## What to produce
Give the material again in full, matching it exactly.

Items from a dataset
__________________________________________________
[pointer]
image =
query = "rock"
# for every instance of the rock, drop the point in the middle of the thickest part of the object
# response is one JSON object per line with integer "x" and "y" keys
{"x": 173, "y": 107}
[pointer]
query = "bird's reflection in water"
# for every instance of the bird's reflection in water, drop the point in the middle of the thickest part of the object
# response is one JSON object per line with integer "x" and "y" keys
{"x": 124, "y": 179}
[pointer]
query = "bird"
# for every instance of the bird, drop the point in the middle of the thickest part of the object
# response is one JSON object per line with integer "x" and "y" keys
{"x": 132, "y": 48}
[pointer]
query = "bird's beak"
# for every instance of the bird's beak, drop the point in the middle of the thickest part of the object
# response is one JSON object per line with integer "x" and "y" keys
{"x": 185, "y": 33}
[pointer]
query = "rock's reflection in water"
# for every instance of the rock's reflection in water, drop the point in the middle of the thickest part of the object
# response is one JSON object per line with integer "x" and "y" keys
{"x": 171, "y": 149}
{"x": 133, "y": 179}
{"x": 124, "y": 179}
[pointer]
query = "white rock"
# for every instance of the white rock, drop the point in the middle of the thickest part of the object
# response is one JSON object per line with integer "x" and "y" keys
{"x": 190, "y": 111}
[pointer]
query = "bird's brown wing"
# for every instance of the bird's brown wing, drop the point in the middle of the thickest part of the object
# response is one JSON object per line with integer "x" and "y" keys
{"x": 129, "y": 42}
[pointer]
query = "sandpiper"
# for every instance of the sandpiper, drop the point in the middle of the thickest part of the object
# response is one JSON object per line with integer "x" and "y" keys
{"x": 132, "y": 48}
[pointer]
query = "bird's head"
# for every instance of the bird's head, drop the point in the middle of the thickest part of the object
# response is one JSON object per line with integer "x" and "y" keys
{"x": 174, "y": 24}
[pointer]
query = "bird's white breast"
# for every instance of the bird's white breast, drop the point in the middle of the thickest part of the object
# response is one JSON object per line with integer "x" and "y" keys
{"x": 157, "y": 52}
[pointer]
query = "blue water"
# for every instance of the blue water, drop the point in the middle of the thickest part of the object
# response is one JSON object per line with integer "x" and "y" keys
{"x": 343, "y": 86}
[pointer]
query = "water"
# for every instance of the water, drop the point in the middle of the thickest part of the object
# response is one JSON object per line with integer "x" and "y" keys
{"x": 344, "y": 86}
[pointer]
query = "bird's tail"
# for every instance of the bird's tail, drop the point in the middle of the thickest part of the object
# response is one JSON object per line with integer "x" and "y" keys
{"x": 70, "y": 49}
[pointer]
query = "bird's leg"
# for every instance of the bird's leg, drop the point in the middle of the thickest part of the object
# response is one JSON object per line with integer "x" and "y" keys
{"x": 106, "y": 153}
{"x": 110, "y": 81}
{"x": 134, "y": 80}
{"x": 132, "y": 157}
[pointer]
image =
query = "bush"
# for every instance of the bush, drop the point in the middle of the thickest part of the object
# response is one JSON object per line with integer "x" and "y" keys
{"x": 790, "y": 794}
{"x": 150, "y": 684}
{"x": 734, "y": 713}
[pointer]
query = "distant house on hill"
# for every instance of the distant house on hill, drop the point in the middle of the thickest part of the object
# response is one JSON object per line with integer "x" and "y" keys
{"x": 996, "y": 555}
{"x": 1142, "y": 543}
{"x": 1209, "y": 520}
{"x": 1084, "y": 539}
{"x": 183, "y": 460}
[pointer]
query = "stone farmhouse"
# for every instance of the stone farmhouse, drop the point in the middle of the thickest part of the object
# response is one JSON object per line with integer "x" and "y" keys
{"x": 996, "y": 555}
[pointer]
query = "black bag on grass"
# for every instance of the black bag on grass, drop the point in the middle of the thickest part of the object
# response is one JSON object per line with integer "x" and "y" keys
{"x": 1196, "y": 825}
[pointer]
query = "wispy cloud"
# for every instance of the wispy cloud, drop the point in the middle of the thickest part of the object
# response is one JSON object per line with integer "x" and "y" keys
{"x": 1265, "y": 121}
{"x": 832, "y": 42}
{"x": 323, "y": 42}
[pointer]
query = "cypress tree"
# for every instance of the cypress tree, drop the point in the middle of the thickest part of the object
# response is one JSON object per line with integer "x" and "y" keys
__________________________________________________
## Final answer
[pointer]
image =
query = "rock"
# for every instance of the rock, drop the point in the middle of the thickest part of the object
# response is one JSON object per line with integer "x" and "y" keys
{"x": 173, "y": 107}
[pointer]
query = "bird's reflection in water"
# for every instance of the bird's reflection in water, drop the point in the middle of the thickest part of the object
# response is one JSON object per line with integer "x" and "y" keys
{"x": 124, "y": 179}
[pointer]
query = "bird"
# for every instance of the bird, drop the point in the middle of the thickest part of the object
# response is one JSON object per line with integer "x" and "y" keys
{"x": 132, "y": 48}
[pointer]
query = "bird's beak"
# for every instance of the bird's beak, drop the point in the middle of the thickest part of the object
# response is one JSON object per line with integer "x" and "y" keys
{"x": 185, "y": 33}
[pointer]
query = "rock's reflection in water"
# for every instance of the rock's reflection in water, drop the point in the middle of the thickest part of the object
# response is one JSON object per line with integer "x" and "y" keys
{"x": 171, "y": 149}
{"x": 133, "y": 179}
{"x": 124, "y": 179}
[pointer]
query = "white rock"
# for every instance of the white rock, drop the point in the middle of the thickest part of the object
# response is one JSON object per line with integer "x" and "y" keys
{"x": 190, "y": 111}
[pointer]
query = "bird's brown wing"
# for every instance of the bird's brown wing, drop the point in the middle of the thickest part of the object
# response is one JSON object per line with integer "x" and "y" keys
{"x": 129, "y": 42}
[pointer]
query = "sandpiper"
# for every instance of the sandpiper, drop the point in the middle of the thickest part of the object
# response is one JSON object per line with integer "x" and "y" keys
{"x": 132, "y": 48}
[pointer]
query = "bird's head"
# for every instance of the bird's head, drop the point in the middle of the thickest part of the object
# response is one JSON object per line with integer "x" and "y" keys
{"x": 174, "y": 24}
[pointer]
query = "bird's white breast"
# for every instance of the bird's white breast, drop the point in the middle of the thickest part of the object
# response is one JSON object per line with integer "x" and "y" keys
{"x": 157, "y": 52}
[pointer]
query = "blue water"
# for every instance of the blue water, drop the point in the middle of the thickest part of the object
# response is one JSON object per line with integer "x" and "y" keys
{"x": 343, "y": 86}
[pointer]
query = "water"
# for every instance of the water, drop the point in the middle of the thickest part of the object
# response is one JSON object per line with integer "x" and "y" keys
{"x": 344, "y": 86}
[pointer]
query = "bird's tail"
# for every instance of the bird's tail, drop the point in the middle of the thickest part of the object
# response is one JSON object per line with integer "x" and "y" keys
{"x": 70, "y": 49}
[pointer]
query = "bird's leg"
# for every instance of the bird's leg, drop the point in the middle of the thickest part of the object
# response is one JSON object per line with integer "x" and "y" keys
{"x": 106, "y": 153}
{"x": 110, "y": 81}
{"x": 134, "y": 80}
{"x": 132, "y": 157}
[pointer]
image =
query = "bush"
# for every instance of the bush, drop the point in the middle of the thickest part of the object
# response is one JSON object per line with integer "x" and "y" keys
{"x": 790, "y": 794}
{"x": 150, "y": 684}
{"x": 734, "y": 713}
[pointer]
query = "distant house on hill"
# for every instance of the distant house on hill, drop the point in the middle of the thickest part of the object
# response is one JSON object per line with integer "x" and "y" keys
{"x": 996, "y": 555}
{"x": 1142, "y": 543}
{"x": 1209, "y": 520}
{"x": 1084, "y": 539}
{"x": 183, "y": 460}
[pointer]
query = "stone farmhouse"
# for every instance of the stone farmhouse, drop the point in the middle of the thickest part of the object
# response is one JSON object per line with integer "x" and "y" keys
{"x": 996, "y": 555}
[pointer]
query = "black bag on grass"
# for every instance of the black bag on grass, drop the point in the middle of the thickest part of the object
# response is one JSON object per line with integer "x" and "y" keys
{"x": 1196, "y": 825}
[pointer]
query = "wispy cloud"
# for every instance of the wispy cloud, drop the point in the middle of the thickest part of the object
# response is one JSON object per line with integer "x" and "y" keys
{"x": 1265, "y": 121}
{"x": 832, "y": 42}
{"x": 323, "y": 42}
[pointer]
query = "cypress tree"
# for every instance of the cypress tree, drop the point in the middle of the thickest part of the object
# response is one JSON object per line with integer "x" and "y" keys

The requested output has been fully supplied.